● **Exercise a**
According to the forum thread on the standby generator switch, what unit does Speedy Petey assume his friend has?

● **Excerpt provided**
▬▬▬

# Standby generator on/off switch



## J. V. (Jun 1, 2007)

Check the diagram for the unit. You may need to take a picture of the diagram and post it. I tried to guess how to do it, but changed my mind.

Note: If the gen switch is in the open position when the unit is in automatic, you can run two wires to where ever you want and connect a single pole switch in parallel with the generator switch. Terminal to terminal.

Edit. Both "off" switches will need to connected in series, not parallel.


----------



## joed (Mar 13, 2005)

Where is the transfer switch? That is what is sending the run signal to the generator. There should be a set of contacts in there that you should be able to put a switch in series with and remove the "power fail" signal that starts the generator when in auto mode.

Post the info on the transfer switch. Drawings would be great.


----------



## Jeremy Hillary Boob PhD (Nov 11, 2008)

J. V. said:


> Check the diagram for the unit. You may need to take a picture of the diagram and post it. I tried to guess how to do it, but changed my mind.
> 
> Note: If the gen switch is in the open position when the unit is in automatic, you can run two wires to where ever you want and connect a single pole switch in parallel with the generator switch. Terminal to terminal.


Thanks for the response. Here's the wiring diagram for the generator.


----------



## Jeremy Hillary Boob PhD (Nov 11, 2008)

joed said:


> Where is the transfer switch? That is what is sending the run signal to the generator. There should be a set of contacts in there that you should be able to put a switch in series with and remove the "power fail" signal that starts the generator when in auto mode.
> 
> Post the info on the transfer switch. Drawings would be great.


Thanks for the reply. Yes, it would be fine if something could be done at the transfer switch, but I don't see how that could work. In any case, here's the wiring diagram.


----------



## Speedy Petey (Feb 1, 2004)

It's funny, one of my good friends has the same unit (B&S 7kW I assume) and has the exact same request. 

JoeD, once the unit is running I can't think of a way to shut it off from the transfer panel. You can keep it from starting by interrupting the start circuit, but I don't think that is a maintained contact.

I was going to install a SP switch on the outside of the generator unit with a rubber boot on it. This can most likely be wired in series with the small fuse in the wiring panel, but I haven't researched it yet.


----------



## joed (Mar 13, 2005)

Speedy Petey said:


> It's funny, one of my good friends has the same unit (B&S 7kW I assume) and has the exact same request.
> 
> JoeD, once the unit is running I can't think of a way to shut it off from the transfer panel. You can keep it from starting by interrupting the start circuit, but I don't think that is a maintained contact.
> 
> I was going to install a SP switch on the outside of the generator unit with a rubber boot on it. This can most likely be wired in series with the small fuse in the wiring panel, but I haven't researched it yet.



There has to be some sort of "run" signal that goes to the genny to tell it the power is out. I can't tell from drawing provided where that is. It probably comes from the control board.
Can you post a drawing of how the interconnect the genny to the transfer switch.


----------



## Speedy Petey (Feb 1, 2004)

The genny does not care if the power is out, the transfer switch does. The transfer switch has a 240v sensing circuit (labeled 240v in the above image).

▬▬▬

● **Items**
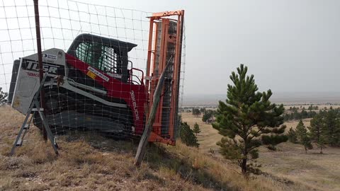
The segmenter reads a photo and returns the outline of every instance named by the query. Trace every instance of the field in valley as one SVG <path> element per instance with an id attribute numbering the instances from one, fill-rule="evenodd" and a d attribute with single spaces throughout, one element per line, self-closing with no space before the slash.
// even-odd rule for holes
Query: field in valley
<path id="1" fill-rule="evenodd" d="M 190 114 L 191 115 L 191 114 Z M 9 151 L 24 116 L 0 107 L 0 190 L 309 190 L 268 175 L 244 179 L 234 164 L 208 154 L 217 149 L 218 134 L 202 125 L 202 149 L 155 144 L 148 147 L 140 168 L 133 165 L 137 144 L 95 133 L 59 136 L 60 155 L 31 127 L 13 156 Z M 189 123 L 199 118 L 190 115 Z"/>
<path id="2" fill-rule="evenodd" d="M 200 149 L 208 153 L 210 149 L 218 154 L 216 142 L 222 136 L 211 125 L 202 122 L 201 117 L 194 117 L 191 112 L 182 112 L 182 120 L 191 127 L 195 122 L 200 125 L 202 132 L 198 135 Z M 310 119 L 303 120 L 306 127 Z M 298 121 L 290 121 L 285 124 L 287 129 L 295 128 Z M 305 154 L 302 146 L 291 143 L 283 143 L 278 146 L 277 151 L 262 147 L 258 162 L 262 164 L 261 170 L 274 177 L 284 178 L 293 183 L 310 187 L 314 190 L 340 190 L 340 148 L 327 148 L 324 154 L 319 154 L 317 149 Z"/>

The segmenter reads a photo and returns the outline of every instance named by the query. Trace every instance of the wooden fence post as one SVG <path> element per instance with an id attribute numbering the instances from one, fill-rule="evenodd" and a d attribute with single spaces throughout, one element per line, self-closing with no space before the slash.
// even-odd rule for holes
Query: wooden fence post
<path id="1" fill-rule="evenodd" d="M 144 156 L 146 151 L 146 147 L 147 144 L 147 141 L 150 137 L 151 131 L 152 130 L 152 125 L 154 121 L 154 117 L 156 115 L 156 112 L 158 108 L 158 105 L 159 104 L 159 100 L 161 98 L 162 89 L 163 88 L 163 85 L 165 79 L 165 74 L 166 73 L 169 66 L 169 63 L 165 66 L 163 73 L 158 81 L 157 86 L 154 93 L 154 98 L 152 105 L 151 106 L 150 114 L 149 115 L 149 119 L 147 120 L 147 125 L 145 125 L 145 129 L 144 129 L 143 134 L 140 141 L 140 144 L 138 145 L 138 149 L 137 149 L 136 156 L 135 157 L 135 165 L 140 166 L 143 161 Z"/>

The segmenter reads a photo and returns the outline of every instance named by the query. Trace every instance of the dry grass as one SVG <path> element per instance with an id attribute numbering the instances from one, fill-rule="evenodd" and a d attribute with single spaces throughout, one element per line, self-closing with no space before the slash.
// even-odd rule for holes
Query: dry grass
<path id="1" fill-rule="evenodd" d="M 0 190 L 299 190 L 299 183 L 260 175 L 245 180 L 227 161 L 202 149 L 151 144 L 140 168 L 136 144 L 93 133 L 58 137 L 60 156 L 31 128 L 14 156 L 9 149 L 23 117 L 0 108 Z M 8 121 L 8 119 L 13 119 Z M 208 136 L 208 134 L 207 134 Z M 207 138 L 208 139 L 208 138 Z"/>
<path id="2" fill-rule="evenodd" d="M 202 132 L 198 134 L 198 139 L 202 152 L 208 154 L 210 149 L 218 150 L 216 142 L 222 137 L 211 125 L 205 124 L 201 117 L 196 117 L 191 113 L 182 113 L 182 119 L 191 127 L 193 127 L 195 122 L 200 125 Z M 305 119 L 303 122 L 307 127 L 310 119 Z M 298 123 L 298 121 L 290 121 L 285 125 L 287 129 L 290 127 L 295 128 Z M 265 184 L 274 190 L 340 190 L 340 166 L 338 165 L 340 149 L 327 148 L 323 155 L 317 154 L 317 149 L 305 154 L 302 146 L 290 143 L 281 144 L 278 149 L 278 151 L 271 151 L 261 148 L 258 162 L 262 164 L 261 170 L 267 173 L 267 177 L 258 176 L 256 180 L 264 178 L 268 182 Z M 222 158 L 217 151 L 215 152 L 215 155 Z M 232 169 L 230 164 L 226 166 L 229 171 Z M 235 170 L 238 169 L 235 168 Z M 279 185 L 276 186 L 278 183 Z"/>

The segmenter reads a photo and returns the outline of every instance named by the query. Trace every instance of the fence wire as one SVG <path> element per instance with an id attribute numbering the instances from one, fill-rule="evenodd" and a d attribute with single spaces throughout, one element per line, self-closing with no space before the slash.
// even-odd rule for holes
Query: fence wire
<path id="1" fill-rule="evenodd" d="M 51 77 L 50 85 L 45 88 L 46 115 L 54 133 L 64 134 L 75 127 L 118 137 L 140 134 L 146 112 L 134 108 L 144 108 L 148 101 L 141 85 L 148 52 L 147 17 L 151 15 L 149 12 L 72 0 L 39 1 L 42 52 L 56 48 L 72 56 L 64 58 L 67 64 L 64 66 L 64 72 L 60 74 L 60 66 L 55 71 L 51 69 L 51 66 L 59 63 L 53 57 L 58 54 L 52 51 L 44 54 L 52 57 L 44 61 L 52 62 L 47 63 L 48 66 L 44 66 L 45 70 L 55 71 L 50 74 L 55 74 L 52 77 L 62 75 L 68 78 L 61 85 L 57 82 L 56 87 L 53 86 L 57 82 Z M 30 67 L 31 72 L 26 75 L 38 74 L 35 62 L 30 57 L 37 53 L 33 1 L 0 1 L 0 37 L 2 91 L 13 94 L 11 86 L 17 84 L 16 89 L 19 88 L 17 86 L 22 88 L 21 96 L 31 96 L 35 85 L 30 83 L 28 79 L 13 81 L 13 75 L 20 75 L 13 65 L 20 58 L 24 59 L 22 64 L 26 64 L 26 69 Z M 185 46 L 183 35 L 178 108 L 183 98 Z M 80 63 L 79 59 L 90 65 L 91 72 L 81 73 L 84 67 L 88 66 Z M 12 105 L 18 104 L 15 98 L 9 99 Z M 140 115 L 133 115 L 136 110 Z M 33 122 L 41 128 L 39 117 L 35 117 Z"/>

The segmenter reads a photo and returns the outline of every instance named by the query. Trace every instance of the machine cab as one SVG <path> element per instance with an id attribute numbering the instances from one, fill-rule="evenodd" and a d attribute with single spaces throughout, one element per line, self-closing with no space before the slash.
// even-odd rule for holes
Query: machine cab
<path id="1" fill-rule="evenodd" d="M 115 39 L 81 34 L 73 41 L 67 54 L 126 83 L 130 76 L 128 52 L 136 46 Z"/>

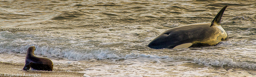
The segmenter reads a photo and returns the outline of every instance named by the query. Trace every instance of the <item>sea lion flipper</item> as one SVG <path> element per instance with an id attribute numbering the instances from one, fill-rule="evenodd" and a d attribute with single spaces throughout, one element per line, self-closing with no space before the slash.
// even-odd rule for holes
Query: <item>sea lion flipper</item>
<path id="1" fill-rule="evenodd" d="M 214 19 L 213 19 L 212 21 L 211 22 L 211 24 L 210 26 L 213 26 L 213 25 L 215 23 L 217 24 L 218 25 L 221 24 L 221 17 L 222 17 L 223 13 L 224 13 L 225 10 L 227 8 L 227 5 L 225 6 L 223 8 L 222 8 L 221 10 L 219 11 L 219 13 L 217 14 L 216 16 L 215 17 Z"/>
<path id="2" fill-rule="evenodd" d="M 25 64 L 24 67 L 23 68 L 23 70 L 29 70 L 30 69 L 31 65 L 32 63 L 27 63 Z"/>

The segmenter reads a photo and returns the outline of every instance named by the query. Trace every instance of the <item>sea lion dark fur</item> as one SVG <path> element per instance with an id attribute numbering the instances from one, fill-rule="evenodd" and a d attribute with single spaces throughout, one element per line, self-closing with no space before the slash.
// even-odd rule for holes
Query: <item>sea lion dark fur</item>
<path id="1" fill-rule="evenodd" d="M 35 46 L 29 47 L 27 51 L 26 64 L 23 70 L 29 70 L 30 68 L 38 70 L 52 71 L 53 64 L 49 59 L 37 57 L 35 56 L 34 51 L 35 50 Z"/>

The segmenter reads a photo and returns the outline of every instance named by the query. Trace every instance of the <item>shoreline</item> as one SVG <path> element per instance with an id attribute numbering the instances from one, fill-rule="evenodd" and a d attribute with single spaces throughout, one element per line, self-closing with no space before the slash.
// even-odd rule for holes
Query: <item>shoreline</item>
<path id="1" fill-rule="evenodd" d="M 7 75 L 10 74 L 13 75 L 22 75 L 22 76 L 26 77 L 24 75 L 33 76 L 32 74 L 39 74 L 39 77 L 83 77 L 84 73 L 79 73 L 75 72 L 69 72 L 63 71 L 62 70 L 59 69 L 53 69 L 52 71 L 47 71 L 42 70 L 30 70 L 28 71 L 25 71 L 22 70 L 25 64 L 22 63 L 10 63 L 0 61 L 0 76 L 1 77 L 4 76 L 5 74 Z M 55 66 L 56 67 L 56 66 Z M 29 77 L 29 76 L 28 76 Z M 36 77 L 36 76 L 34 76 Z"/>

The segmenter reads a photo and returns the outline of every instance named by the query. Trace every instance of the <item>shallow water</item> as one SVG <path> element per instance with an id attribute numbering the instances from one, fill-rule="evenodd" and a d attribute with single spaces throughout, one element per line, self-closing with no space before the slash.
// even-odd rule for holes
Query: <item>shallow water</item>
<path id="1" fill-rule="evenodd" d="M 226 41 L 178 49 L 146 46 L 171 28 L 211 22 L 226 5 L 221 22 Z M 24 63 L 18 56 L 34 46 L 36 56 L 63 67 L 54 69 L 84 76 L 256 74 L 254 0 L 10 0 L 0 5 L 1 61 Z M 20 56 L 7 58 L 13 55 Z"/>

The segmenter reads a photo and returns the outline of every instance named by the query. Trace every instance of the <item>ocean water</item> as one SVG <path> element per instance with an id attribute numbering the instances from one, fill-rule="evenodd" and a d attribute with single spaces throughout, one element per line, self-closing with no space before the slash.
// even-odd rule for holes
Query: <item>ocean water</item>
<path id="1" fill-rule="evenodd" d="M 25 64 L 34 46 L 54 69 L 84 77 L 256 75 L 254 0 L 0 2 L 1 61 Z M 147 47 L 170 28 L 211 22 L 227 5 L 221 23 L 229 37 L 217 46 Z"/>

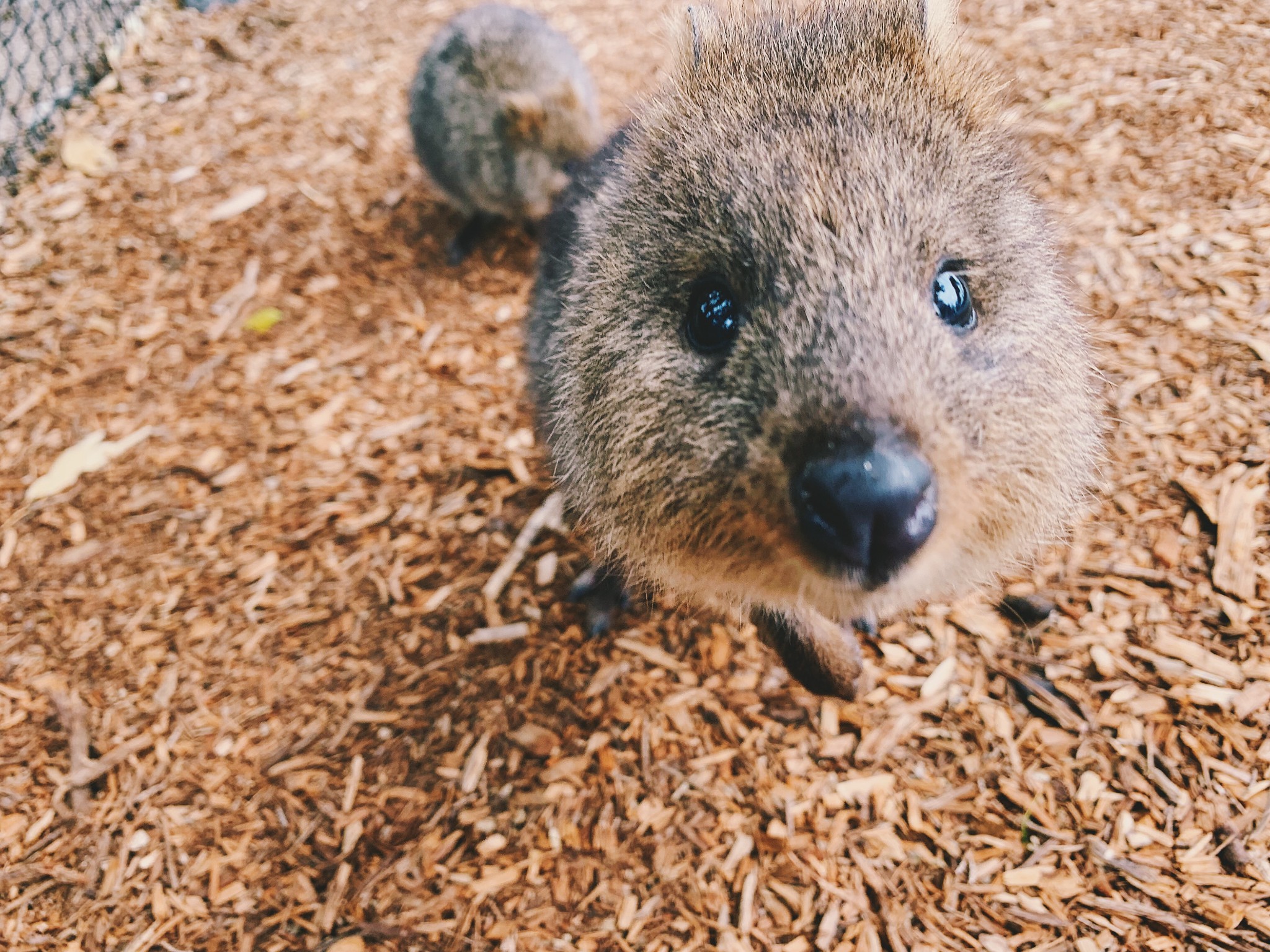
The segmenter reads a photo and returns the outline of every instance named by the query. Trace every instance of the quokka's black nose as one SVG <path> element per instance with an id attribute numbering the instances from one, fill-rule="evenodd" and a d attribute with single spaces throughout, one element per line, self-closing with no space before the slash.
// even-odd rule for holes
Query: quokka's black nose
<path id="1" fill-rule="evenodd" d="M 881 584 L 935 529 L 935 477 L 902 440 L 834 449 L 804 463 L 790 495 L 806 546 Z"/>

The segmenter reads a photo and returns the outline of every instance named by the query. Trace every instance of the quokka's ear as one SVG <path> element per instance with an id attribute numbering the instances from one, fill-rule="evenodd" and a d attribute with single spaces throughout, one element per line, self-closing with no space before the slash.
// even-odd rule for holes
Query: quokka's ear
<path id="1" fill-rule="evenodd" d="M 547 110 L 533 93 L 508 93 L 503 96 L 503 121 L 513 142 L 536 142 L 546 126 Z"/>

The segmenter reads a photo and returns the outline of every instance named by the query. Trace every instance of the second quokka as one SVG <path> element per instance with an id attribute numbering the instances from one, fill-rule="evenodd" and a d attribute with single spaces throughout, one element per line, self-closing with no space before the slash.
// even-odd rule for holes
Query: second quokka
<path id="1" fill-rule="evenodd" d="M 754 6 L 692 9 L 549 220 L 532 396 L 610 574 L 748 607 L 851 697 L 853 619 L 1066 531 L 1096 374 L 952 0 Z"/>
<path id="2" fill-rule="evenodd" d="M 503 4 L 455 17 L 410 86 L 419 161 L 464 216 L 460 263 L 499 220 L 533 225 L 568 184 L 565 166 L 599 142 L 596 90 L 564 36 Z"/>

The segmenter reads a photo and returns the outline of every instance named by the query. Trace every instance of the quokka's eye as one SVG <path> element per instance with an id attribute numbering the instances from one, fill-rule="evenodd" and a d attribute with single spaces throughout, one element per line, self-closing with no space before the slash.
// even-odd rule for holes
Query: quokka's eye
<path id="1" fill-rule="evenodd" d="M 970 282 L 952 265 L 945 265 L 931 284 L 935 312 L 950 327 L 970 330 L 979 320 L 970 296 Z"/>
<path id="2" fill-rule="evenodd" d="M 683 334 L 693 350 L 716 354 L 725 350 L 740 333 L 744 314 L 732 288 L 718 278 L 702 278 L 688 293 Z"/>

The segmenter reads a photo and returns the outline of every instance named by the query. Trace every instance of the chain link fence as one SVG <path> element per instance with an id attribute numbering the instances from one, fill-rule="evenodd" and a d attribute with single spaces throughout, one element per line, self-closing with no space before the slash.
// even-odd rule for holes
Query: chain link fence
<path id="1" fill-rule="evenodd" d="M 107 71 L 107 50 L 141 0 L 0 0 L 0 183 Z"/>

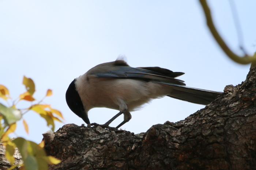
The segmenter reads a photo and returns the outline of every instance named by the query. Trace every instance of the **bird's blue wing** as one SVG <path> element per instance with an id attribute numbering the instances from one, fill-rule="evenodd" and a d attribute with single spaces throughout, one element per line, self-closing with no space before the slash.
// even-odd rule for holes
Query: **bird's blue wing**
<path id="1" fill-rule="evenodd" d="M 157 82 L 185 85 L 185 84 L 184 83 L 184 81 L 151 70 L 125 66 L 118 66 L 117 68 L 118 69 L 110 70 L 106 73 L 94 73 L 93 75 L 99 78 L 136 79 L 146 81 L 154 81 Z M 170 70 L 169 71 L 174 74 L 176 73 L 176 74 L 182 75 L 184 74 L 183 73 L 173 72 Z"/>

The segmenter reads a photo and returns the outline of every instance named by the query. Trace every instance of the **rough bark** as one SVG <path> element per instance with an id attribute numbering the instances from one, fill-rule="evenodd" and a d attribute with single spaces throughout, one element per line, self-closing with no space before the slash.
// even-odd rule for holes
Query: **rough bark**
<path id="1" fill-rule="evenodd" d="M 11 140 L 14 139 L 14 138 L 11 138 Z M 9 162 L 5 158 L 5 148 L 2 143 L 0 143 L 0 170 L 5 170 L 11 167 L 11 165 Z M 19 152 L 18 148 L 15 148 L 14 154 L 13 157 L 15 159 L 15 164 L 19 165 L 22 163 L 23 162 L 22 159 L 22 157 Z M 18 169 L 19 167 L 14 169 L 14 170 Z"/>
<path id="2" fill-rule="evenodd" d="M 184 120 L 134 135 L 66 124 L 46 142 L 50 169 L 256 169 L 256 68 Z"/>

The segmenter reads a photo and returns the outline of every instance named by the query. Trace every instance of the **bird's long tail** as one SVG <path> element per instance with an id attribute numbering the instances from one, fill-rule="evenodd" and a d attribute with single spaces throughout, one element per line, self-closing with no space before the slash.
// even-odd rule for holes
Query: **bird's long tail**
<path id="1" fill-rule="evenodd" d="M 197 89 L 185 86 L 159 82 L 171 87 L 172 93 L 167 96 L 196 104 L 207 105 L 214 100 L 221 92 Z"/>

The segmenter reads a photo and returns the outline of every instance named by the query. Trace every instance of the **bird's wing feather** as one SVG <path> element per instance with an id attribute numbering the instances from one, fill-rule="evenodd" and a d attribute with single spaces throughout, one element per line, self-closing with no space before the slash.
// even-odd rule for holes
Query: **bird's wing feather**
<path id="1" fill-rule="evenodd" d="M 172 93 L 168 97 L 197 104 L 206 105 L 214 100 L 221 92 L 197 89 L 164 82 L 161 84 L 172 87 Z"/>
<path id="2" fill-rule="evenodd" d="M 110 70 L 106 73 L 95 73 L 93 75 L 99 78 L 140 79 L 144 81 L 154 80 L 181 85 L 185 85 L 184 83 L 184 81 L 150 70 L 125 66 L 117 66 L 117 68 L 118 69 L 116 70 Z M 178 73 L 177 74 L 183 74 L 181 72 L 173 73 Z"/>

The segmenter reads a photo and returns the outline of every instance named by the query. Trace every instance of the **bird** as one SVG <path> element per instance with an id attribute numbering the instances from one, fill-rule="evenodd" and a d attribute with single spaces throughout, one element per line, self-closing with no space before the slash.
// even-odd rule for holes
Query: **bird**
<path id="1" fill-rule="evenodd" d="M 133 67 L 123 58 L 99 64 L 75 78 L 66 92 L 70 109 L 87 124 L 117 130 L 131 120 L 135 111 L 153 99 L 167 96 L 204 105 L 222 93 L 186 86 L 176 78 L 185 74 L 159 67 Z M 105 124 L 91 123 L 88 111 L 104 107 L 119 112 Z M 109 124 L 122 114 L 124 120 L 116 127 Z"/>

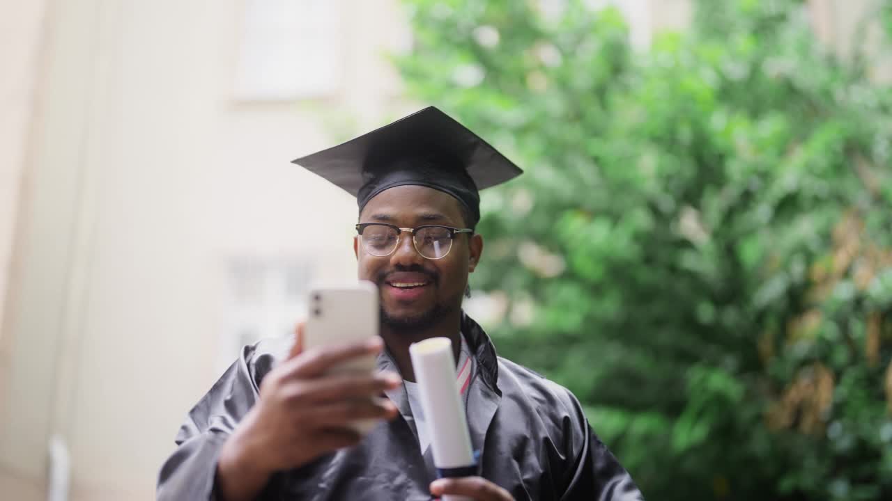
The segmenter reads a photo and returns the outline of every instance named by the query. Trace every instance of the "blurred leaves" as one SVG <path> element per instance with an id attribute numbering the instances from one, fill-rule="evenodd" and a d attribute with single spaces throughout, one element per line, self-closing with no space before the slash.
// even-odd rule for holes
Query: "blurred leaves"
<path id="1" fill-rule="evenodd" d="M 411 94 L 526 171 L 478 226 L 500 352 L 572 390 L 651 497 L 892 498 L 892 89 L 867 56 L 797 0 L 703 0 L 646 50 L 604 2 L 406 4 Z"/>

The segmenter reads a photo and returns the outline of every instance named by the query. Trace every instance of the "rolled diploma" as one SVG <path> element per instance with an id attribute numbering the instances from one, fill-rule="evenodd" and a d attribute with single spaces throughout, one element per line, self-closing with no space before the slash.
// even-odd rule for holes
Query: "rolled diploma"
<path id="1" fill-rule="evenodd" d="M 427 418 L 434 448 L 434 465 L 439 470 L 475 465 L 471 435 L 456 383 L 455 357 L 449 338 L 430 338 L 409 347 L 421 406 Z M 443 501 L 467 499 L 444 496 Z"/>

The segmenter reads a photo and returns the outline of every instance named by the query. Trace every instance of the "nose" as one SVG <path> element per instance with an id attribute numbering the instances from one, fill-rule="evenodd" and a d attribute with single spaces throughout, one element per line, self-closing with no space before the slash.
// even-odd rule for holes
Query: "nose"
<path id="1" fill-rule="evenodd" d="M 410 265 L 420 265 L 424 260 L 425 259 L 415 250 L 415 242 L 412 242 L 411 232 L 401 232 L 396 250 L 391 254 L 391 266 L 400 265 L 408 267 Z"/>

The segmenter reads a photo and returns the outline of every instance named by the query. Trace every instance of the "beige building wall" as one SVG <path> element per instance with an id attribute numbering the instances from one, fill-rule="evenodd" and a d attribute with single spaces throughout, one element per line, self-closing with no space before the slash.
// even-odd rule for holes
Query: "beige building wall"
<path id="1" fill-rule="evenodd" d="M 0 62 L 21 77 L 0 87 L 17 113 L 9 124 L 4 113 L 14 134 L 0 173 L 0 258 L 12 263 L 0 338 L 4 498 L 45 498 L 54 435 L 70 456 L 71 498 L 153 498 L 186 412 L 218 360 L 236 356 L 225 339 L 233 263 L 355 276 L 355 201 L 289 160 L 408 108 L 383 57 L 406 27 L 390 0 L 301 2 L 313 17 L 293 21 L 308 35 L 284 40 L 326 44 L 310 50 L 336 58 L 320 92 L 304 85 L 313 75 L 244 61 L 257 55 L 245 39 L 268 44 L 275 12 L 294 13 L 287 4 L 4 6 L 3 27 L 28 49 Z M 260 21 L 247 26 L 251 16 Z M 314 31 L 317 18 L 334 31 Z M 307 47 L 291 48 L 301 64 Z M 255 70 L 298 80 L 270 94 L 266 75 L 245 78 Z M 280 314 L 243 306 L 255 321 Z"/>
<path id="2" fill-rule="evenodd" d="M 690 19 L 617 2 L 638 44 Z M 6 0 L 0 32 L 0 492 L 45 498 L 57 436 L 70 498 L 152 499 L 238 343 L 354 275 L 355 202 L 288 160 L 415 108 L 382 57 L 408 27 L 398 0 Z"/>

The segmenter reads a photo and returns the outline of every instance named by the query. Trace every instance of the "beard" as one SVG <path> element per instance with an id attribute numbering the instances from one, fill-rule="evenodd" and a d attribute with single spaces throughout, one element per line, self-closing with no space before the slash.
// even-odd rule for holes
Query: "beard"
<path id="1" fill-rule="evenodd" d="M 433 329 L 460 307 L 437 303 L 426 311 L 401 316 L 392 316 L 381 307 L 381 324 L 399 333 L 417 333 Z"/>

▬▬▬

● **Exercise b**
Convert the listing, starting at the line that contains "the quokka's ear" and ending at the line that contains "547 110 L 533", into a Markdown table with the columns Row and Line. Give a row number and the line for each non-blank line.

● **Task answer a**
A B&S 7kW unit.

● **Task answer b**
| Row | Line |
|---|---|
| 1 | The segmenter reads a photo and returns the outline of every instance named by the query. Trace every instance of the quokka's ear as one SVG <path> element per instance with an id attribute numbering the instances from one, fill-rule="evenodd" and a d attribute with single spaces throughout, one element per line, self-closing with no space before the slash. |
| 2 | // even-odd rule for holes |
| 3 | Query: quokka's ear |
| 4 | <path id="1" fill-rule="evenodd" d="M 547 110 L 533 93 L 508 93 L 503 96 L 503 121 L 513 142 L 536 142 L 546 126 Z"/> |